_Work to complete:_ Continue the forum thread about the ethics of breeding rex, hairless, and tailless pet rats from the point where it stops.

_Text shown:_
Given the choice I do choose smooth coated rats over rex rats only because I don't really like how the rex curls their whiskers, I dunno it just seems like whiskers are kind of important for rats and the crinkly whiskers won't really help them as much. I feel bad for my champagne rex girl who has pink eyes and is almost certainly blind, and has bent crinkly whiskers to make do with. But I also like the quality and healthy sheen that smooth coats have. Hairless... I don't know, I think hairless is definitely more for the human's benefit than the rat's, and I always felt like all things equal a smooth coated rat is just better off than a hairless.

Tailless I certainly disagree with. I also disagree with other tailless animals like dogs, cats, so on. Just feels wrong to me that it's basically like cutting off a whole appendage, plus tails are exceptionally important to rats because they use them for reasons beyond just balance. Rats don't have many ways of controlling their body temperature and their tail is kind of their best adaptation for it. I definitely see it as 'benefiting' the human at the full expense of the animal... and I just really don't like the weird hamster look anyways.


----------



## desdisques (Apr 16, 2018)

I do feel like my rex has poorer eyesight (he has red eyes) and navigation. I never thought of it before I got him, I just thought curly whiskers are cute! Then I noticed he couldn't see treats as well, or he makes poor decisions in jumps. He is also the most shy of my 3 boys. I'm not sure if this is just my rat's own problems or problems because he is a rex. Anyway, it did start a similar thought process about how ethical it is to breed rats with slight disadvantages.


----------



## Coffeebean (Jan 6, 2017)

athenianratdaddy said:


> ...
> The fur keeps the animal warm and protects its skin from cuts and abrasions. In the wild, the color of the coat also helps the rat blend in by 'camouflaging' it, so to speak. The tail is absolutely vital for thermoregulation, balancing, and climbing. Granted that pet rats are not bred for wild environments. But does that give breeders the right to genetically alter the species to a degree that would mean immediate death and extinction if the rat happened to find its away from the conditioned home environment? Humans have done the same thing with dogs. The only resemblance that some dogs have with their ancestor, the wolf, is that they can still bark (barely). But I'm not a dog owner so I'll stick to rats.
> I think we've already gone far enough by trying to impose our own aesthetics on the species with the different patterns and colors that exist out there. Good luck to a BEW rat, for example, if it ever happens to wonder outside: it would become instant lunch since the white color would be seen from miles away (to a hawk, for instance). I don't even think dumbos are necessary.
> ...


I was sooo tired last night when I made my first post that I forgot I was going to respond to this part!

_Entries provided:_
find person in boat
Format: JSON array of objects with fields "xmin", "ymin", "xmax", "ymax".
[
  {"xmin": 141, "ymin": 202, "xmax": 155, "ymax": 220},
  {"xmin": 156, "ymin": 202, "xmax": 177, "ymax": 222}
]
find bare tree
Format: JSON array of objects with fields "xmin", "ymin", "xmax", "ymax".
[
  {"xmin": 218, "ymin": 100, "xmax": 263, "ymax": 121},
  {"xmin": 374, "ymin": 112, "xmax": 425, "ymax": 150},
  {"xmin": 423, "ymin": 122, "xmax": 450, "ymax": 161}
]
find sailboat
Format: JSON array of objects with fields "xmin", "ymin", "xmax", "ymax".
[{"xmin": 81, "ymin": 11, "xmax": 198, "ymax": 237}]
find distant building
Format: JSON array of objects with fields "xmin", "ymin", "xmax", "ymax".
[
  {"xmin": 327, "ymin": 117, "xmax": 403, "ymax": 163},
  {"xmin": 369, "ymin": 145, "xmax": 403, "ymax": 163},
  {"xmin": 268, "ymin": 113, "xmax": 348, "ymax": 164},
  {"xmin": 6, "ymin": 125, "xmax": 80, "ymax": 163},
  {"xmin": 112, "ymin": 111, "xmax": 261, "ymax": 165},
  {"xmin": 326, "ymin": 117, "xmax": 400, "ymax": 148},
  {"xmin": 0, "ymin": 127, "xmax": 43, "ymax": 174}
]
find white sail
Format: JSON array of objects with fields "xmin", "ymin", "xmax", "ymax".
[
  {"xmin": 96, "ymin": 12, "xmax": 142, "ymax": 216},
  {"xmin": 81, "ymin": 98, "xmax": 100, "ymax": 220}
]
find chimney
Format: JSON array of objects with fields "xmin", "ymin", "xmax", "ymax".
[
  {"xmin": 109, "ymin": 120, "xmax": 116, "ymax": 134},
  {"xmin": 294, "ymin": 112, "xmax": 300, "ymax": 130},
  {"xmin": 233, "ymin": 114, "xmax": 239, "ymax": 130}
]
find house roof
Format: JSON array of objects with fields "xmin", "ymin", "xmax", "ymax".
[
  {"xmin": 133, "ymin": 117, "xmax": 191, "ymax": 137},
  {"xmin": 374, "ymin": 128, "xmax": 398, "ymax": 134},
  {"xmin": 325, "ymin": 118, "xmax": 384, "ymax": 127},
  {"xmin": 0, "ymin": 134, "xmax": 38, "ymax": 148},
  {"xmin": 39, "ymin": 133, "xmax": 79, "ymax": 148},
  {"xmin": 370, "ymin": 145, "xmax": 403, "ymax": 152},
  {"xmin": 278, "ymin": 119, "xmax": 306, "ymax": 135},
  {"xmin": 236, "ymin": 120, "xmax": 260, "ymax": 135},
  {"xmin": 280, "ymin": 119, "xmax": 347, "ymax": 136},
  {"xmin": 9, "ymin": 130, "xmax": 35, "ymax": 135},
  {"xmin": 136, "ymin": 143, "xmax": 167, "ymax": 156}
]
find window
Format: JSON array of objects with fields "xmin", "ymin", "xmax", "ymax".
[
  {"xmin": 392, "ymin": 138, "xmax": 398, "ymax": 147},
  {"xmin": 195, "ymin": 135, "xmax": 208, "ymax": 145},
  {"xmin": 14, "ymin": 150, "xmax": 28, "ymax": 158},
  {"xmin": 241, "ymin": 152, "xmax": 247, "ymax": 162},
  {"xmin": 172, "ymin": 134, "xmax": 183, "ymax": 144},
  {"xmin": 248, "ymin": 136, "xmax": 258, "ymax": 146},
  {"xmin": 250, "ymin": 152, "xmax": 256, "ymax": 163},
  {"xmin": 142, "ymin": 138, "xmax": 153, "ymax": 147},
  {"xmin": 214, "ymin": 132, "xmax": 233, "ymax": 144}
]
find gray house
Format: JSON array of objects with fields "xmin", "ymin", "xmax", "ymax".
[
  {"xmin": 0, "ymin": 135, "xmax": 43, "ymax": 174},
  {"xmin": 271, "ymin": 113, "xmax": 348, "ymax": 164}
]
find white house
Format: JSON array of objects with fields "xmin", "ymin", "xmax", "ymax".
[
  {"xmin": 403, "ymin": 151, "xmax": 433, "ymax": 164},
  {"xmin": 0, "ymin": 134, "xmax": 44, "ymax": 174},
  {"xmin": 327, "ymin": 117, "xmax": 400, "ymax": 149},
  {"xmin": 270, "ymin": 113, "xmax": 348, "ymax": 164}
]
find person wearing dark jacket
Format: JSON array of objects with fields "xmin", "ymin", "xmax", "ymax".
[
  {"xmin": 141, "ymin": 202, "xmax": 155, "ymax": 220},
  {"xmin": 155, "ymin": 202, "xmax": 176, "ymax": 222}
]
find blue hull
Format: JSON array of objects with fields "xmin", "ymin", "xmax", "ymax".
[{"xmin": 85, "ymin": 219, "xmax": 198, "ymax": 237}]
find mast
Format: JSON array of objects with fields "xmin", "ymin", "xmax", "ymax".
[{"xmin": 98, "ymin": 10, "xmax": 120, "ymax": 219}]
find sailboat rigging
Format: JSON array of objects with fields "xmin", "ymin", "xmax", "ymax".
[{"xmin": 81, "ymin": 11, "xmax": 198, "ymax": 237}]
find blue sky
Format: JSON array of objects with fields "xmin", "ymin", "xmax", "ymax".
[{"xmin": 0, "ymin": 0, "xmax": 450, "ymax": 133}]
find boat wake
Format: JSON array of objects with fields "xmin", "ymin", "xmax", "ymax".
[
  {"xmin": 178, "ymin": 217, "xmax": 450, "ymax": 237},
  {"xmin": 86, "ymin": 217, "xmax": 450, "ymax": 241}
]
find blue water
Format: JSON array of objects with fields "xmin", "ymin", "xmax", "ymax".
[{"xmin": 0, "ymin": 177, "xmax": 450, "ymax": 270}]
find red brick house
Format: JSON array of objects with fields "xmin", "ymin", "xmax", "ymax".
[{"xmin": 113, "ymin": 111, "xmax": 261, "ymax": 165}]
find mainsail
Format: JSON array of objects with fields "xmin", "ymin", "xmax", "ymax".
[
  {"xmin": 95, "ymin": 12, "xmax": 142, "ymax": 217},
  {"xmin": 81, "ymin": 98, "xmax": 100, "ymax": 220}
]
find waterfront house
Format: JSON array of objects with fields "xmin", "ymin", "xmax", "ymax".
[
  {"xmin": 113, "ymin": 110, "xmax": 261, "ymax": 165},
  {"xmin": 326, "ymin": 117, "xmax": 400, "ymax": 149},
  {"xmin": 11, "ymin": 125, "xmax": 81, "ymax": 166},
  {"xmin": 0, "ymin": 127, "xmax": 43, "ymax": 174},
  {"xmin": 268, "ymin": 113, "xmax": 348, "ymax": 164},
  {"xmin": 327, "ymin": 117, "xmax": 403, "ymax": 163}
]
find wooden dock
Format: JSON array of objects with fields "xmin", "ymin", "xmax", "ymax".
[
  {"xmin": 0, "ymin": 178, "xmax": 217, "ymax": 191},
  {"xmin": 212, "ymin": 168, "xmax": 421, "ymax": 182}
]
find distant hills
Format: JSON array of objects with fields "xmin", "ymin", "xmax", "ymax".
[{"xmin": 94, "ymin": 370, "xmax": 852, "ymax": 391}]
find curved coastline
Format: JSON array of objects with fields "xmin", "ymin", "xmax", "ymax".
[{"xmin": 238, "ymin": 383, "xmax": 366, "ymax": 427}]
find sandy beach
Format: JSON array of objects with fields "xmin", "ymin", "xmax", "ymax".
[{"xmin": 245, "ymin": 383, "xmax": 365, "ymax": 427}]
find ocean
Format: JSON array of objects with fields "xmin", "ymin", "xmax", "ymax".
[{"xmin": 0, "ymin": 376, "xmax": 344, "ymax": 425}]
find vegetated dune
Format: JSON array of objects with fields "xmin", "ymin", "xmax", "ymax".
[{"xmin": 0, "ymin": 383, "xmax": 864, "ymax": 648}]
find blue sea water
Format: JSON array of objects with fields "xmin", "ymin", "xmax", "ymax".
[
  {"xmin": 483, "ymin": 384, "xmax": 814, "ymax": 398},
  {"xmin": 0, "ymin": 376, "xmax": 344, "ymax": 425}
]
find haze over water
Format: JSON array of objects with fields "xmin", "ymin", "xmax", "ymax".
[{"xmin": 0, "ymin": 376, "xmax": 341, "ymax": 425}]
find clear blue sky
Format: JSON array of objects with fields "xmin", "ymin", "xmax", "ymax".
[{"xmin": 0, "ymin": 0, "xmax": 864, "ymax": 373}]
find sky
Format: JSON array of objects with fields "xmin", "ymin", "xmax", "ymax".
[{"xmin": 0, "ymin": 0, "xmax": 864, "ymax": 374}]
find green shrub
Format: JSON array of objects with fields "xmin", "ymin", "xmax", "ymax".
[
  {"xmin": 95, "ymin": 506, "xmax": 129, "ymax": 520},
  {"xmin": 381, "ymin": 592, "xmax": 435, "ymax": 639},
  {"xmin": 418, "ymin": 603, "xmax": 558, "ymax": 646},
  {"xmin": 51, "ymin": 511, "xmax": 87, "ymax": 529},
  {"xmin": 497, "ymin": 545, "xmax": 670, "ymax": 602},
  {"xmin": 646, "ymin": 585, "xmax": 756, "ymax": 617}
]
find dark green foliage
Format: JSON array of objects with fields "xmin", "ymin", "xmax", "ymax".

_Answer below:_
It's important to understand that pet rats are removed from their wild relatives on more than just the physical level, they're fully domesticated animals just as dogs are. So, the mutations that cause white spotting or even black fur came about as these animals were domesticated, as docile temperament has a link to depigmentation. It's why our horses, cattle, dogs, cats, and more all often have white marking. If you've read about the domestication of the silver fox then this isn't news, but more info can also be found here: http://www.ratbehavior.org/CoatColor.htm

Basically this means that if you're breeding these domesticated animals you'll end up with markings even if you don't intend to, it isn't really a matter of breeding for unnatural colors, it's that docile "pet" temperament leads to those kinds of mutations on its own. Perhaps more importantly, our domesticated rats regardless of coat color won't survive in the wild. With domestication came slow reaction time, less hyperactivity, lowered stress response among other things that are very necessary for survival out in the woods. Color wouldn't be as much of an issue as their temperament anyways, since rats naturally come out after dark where their coloration isn't as much of a problem. Even an agouti top ear won't last long left in the wild, they're too far removed from the things that make them very successful in the wild- and consquently very unsuitable for captivity. 

Of course I do agree that a lot of other things are questionable like stuff I mentioned in my post above, but I guess here I am mostly highlighting why I don't have a problem with color mutations. Domestication itself is the biggest distortion of the animals' natural form and behavior, so to try to dodge everything abnormal about the animals in comparison to their wild counterparts, you'd have to have no pets in the first place.

I also wanted to mention since it was brought up but wolves don't actually bark at all, that's just a dog thing!


----------



## athenianratdaddy (Dec 20, 2017)

Yes, I stand corrected, wolves howl and growl, not bark. Thank you for pointing out. I guess I got carried away trying to make a point. And I forgot to mention curled whiskers as well (part of the rex strain?). Major sensory tool for rats.


----------



## Coffeebean (Jan 6, 2017)

athenianratdaddy said:


> Yes, I stand corrected, wolves howl and growl, not bark. Thank you for pointing out. I guess I got carried away trying to make a point. And I forgot to mention curled whiskers as well (part of the rex strain?). Major sensory tool for rats.


Yup they are indeed caused by rex! And double rex/hairless generally have whiskers so short and tightly curled that most are inward touching the rat's face (and few may not have any real whiskers at all).


----------



## rottingmartian (Jun 1, 2018)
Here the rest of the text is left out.